• EXTRACT TO READ:
Kei Miller  (born 24 October 1978) is a Jamaican poet, fiction writer, essayist and blogger. He is also a professor of creative writing.

Early life and education 
Kei Miller was born and raised in Kingston, Jamaica. He read English at the University of the West Indies, but dropped out short of graduation. However, while studying there, he befriended Mervyn Morris, who encouraged his writing. Afterwards, Miller began publishing widely throughout the Caribbean.

In 2004, he left for England to study for an MA in Creative Writing (The Novel) at Manchester Metropolitan University under the tutelage of poet and scholar Michael Schmidt. Miller later completed a PhD in English Literature at the University of Glasgow.

Career
In 2006, Miller's first book of poetry was released, Kingdom of Empty Bellies (Heaventree Press). It was shortly followed by a collection of short stories, The Fear of Stones, which partly explores issues of Jamaican homophobia. The collection was shortlisted in 2007 for a Commonwealth Writers' Prize in the category of Best First Book (Canada or Caribbean). His second collection of poetry, There Is an Anger That Moves, was published in 2007 by Carcanet Press. He is also the editor of Carcanet's 2007 New Caribbean Poetry: An Anthology. His first novel, The Same Earth, was published in 2008, followed in 2010 by The Last Warner Woman. That same year saw the publication of his poetry collection A Light Song of Light. In 2013 his Writing Down the Vision: Essays & Prophecies was published, and in 2014 a collection of poems for which he was awarded the Forward Prize, The Cartographer Tries to Map a Way to Zion. Hilary Mantel chose The Cartographer Tries to Map a Way to Zion as one of her favourite books of 2014. This compilation includes a poem on unusual Jamaican place-names, such as Me-no-Sen-You-no-Come. He published a collection of essays titled Things I Have Withheld in 2021, which was shortlisted for the Baillie Gifford Prize for Nonfiction.

• WORK REQUEST A: Repeat the stretch of the passage on Kei Miller from "In 2004, he" through "University of Glasgow.".
• WORK REQUEST B: According to the passage on Kei Miller, at which university did he complete his PhD in English Literature?
• WORK REQUEST C: Decide whether each statement agrees with the passage on Kei Miller, answering yes or no and quoting the words that settle it: (i) Miller graduated from the University of the West Indies. (ii) The Fear of Stones was shortlisted for a Commonwealth Writers' Prize. (iii) Miller's first novel came out in 2010.
The lines that come next have no connection to the passage on Kei Miller.

• RECORD SET:
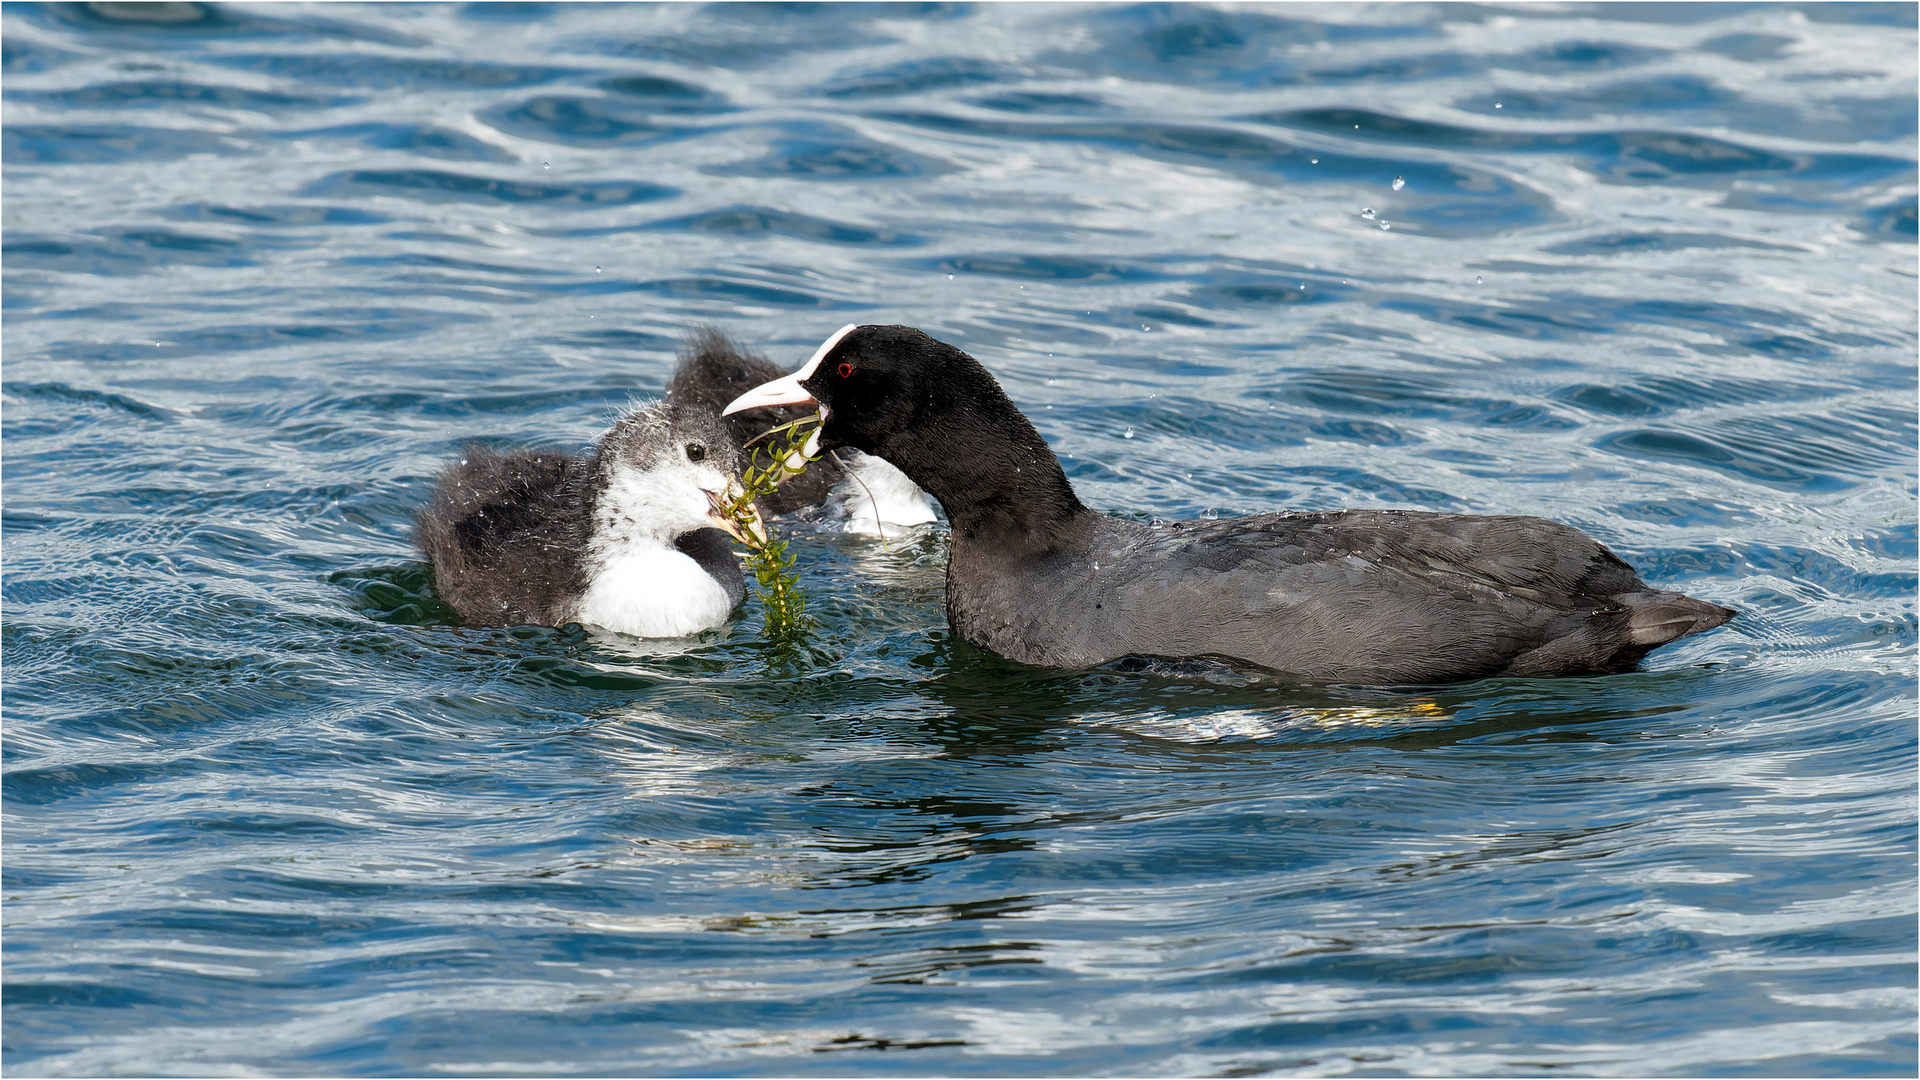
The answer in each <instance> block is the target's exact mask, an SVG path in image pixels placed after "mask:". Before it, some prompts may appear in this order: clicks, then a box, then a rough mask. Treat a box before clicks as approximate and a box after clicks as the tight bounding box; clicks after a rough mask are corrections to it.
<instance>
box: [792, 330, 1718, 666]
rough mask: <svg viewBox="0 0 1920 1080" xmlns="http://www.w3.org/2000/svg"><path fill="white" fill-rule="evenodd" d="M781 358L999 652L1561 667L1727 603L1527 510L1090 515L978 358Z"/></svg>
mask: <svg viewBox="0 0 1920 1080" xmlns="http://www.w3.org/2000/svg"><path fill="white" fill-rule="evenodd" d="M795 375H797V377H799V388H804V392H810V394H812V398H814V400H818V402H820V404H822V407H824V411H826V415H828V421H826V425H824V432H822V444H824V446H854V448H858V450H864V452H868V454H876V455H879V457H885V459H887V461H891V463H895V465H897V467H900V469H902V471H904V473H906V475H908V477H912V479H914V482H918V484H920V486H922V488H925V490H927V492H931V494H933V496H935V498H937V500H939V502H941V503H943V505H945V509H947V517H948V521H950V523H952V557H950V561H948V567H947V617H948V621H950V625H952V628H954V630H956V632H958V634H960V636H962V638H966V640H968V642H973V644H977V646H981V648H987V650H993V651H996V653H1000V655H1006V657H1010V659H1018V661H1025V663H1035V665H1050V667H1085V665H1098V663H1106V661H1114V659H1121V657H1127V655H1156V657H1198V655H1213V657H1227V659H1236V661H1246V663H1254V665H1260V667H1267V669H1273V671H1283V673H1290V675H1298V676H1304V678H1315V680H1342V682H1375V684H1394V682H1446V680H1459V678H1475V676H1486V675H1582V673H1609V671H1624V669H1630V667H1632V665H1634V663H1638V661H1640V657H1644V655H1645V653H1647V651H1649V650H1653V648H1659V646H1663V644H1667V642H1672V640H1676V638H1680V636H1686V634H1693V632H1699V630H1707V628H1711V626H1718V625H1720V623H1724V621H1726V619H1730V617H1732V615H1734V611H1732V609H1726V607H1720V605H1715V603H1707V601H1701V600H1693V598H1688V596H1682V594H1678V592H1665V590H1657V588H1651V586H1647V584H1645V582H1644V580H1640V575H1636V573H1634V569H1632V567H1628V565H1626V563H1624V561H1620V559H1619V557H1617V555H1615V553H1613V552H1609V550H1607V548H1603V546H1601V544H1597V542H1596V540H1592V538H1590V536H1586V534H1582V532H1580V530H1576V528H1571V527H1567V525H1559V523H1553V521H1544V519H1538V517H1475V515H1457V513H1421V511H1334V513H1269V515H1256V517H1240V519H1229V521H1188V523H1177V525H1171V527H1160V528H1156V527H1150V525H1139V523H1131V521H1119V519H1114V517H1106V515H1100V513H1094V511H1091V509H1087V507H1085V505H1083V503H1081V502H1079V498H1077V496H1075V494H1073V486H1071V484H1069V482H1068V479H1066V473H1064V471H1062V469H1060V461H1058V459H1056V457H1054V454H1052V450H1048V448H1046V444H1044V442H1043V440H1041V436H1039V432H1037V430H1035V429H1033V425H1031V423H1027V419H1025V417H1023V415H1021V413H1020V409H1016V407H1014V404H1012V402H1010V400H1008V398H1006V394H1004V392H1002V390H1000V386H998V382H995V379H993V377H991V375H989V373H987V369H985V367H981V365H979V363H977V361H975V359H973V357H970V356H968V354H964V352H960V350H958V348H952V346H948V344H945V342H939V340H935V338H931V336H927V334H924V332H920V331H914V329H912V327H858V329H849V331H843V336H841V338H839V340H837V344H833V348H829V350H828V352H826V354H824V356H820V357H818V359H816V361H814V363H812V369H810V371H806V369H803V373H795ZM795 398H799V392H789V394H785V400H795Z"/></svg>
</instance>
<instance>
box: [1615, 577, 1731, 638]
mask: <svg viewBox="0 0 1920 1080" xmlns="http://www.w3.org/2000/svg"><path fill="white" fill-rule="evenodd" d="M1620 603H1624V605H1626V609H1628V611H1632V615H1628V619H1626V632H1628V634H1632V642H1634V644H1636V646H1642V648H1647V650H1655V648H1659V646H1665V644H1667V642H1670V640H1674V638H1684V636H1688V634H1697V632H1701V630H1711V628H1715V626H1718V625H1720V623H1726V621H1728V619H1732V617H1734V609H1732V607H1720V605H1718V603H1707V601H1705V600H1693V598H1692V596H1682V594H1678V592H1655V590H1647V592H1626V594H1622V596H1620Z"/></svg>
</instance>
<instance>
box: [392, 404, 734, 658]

• YOUR SOLUTION A:
In 2004, he left for England to study for an MA in Creative Writing (The Novel) at Manchester Metropolitan University under the tutelage of poet and scholar Michael Schmidt. Miller later completed a PhD in English Literature at the University of Glasgow.

• YOUR SOLUTION B: The University of Glasgow.

• YOUR SOLUTION C:
(i) No: "dropped out short of graduation"
(ii) Yes: "The collection was shortlisted in 2007 for a Commonwealth Writers' Prize"
(iii) No: "His first novel, The Same Earth, was published in 2008"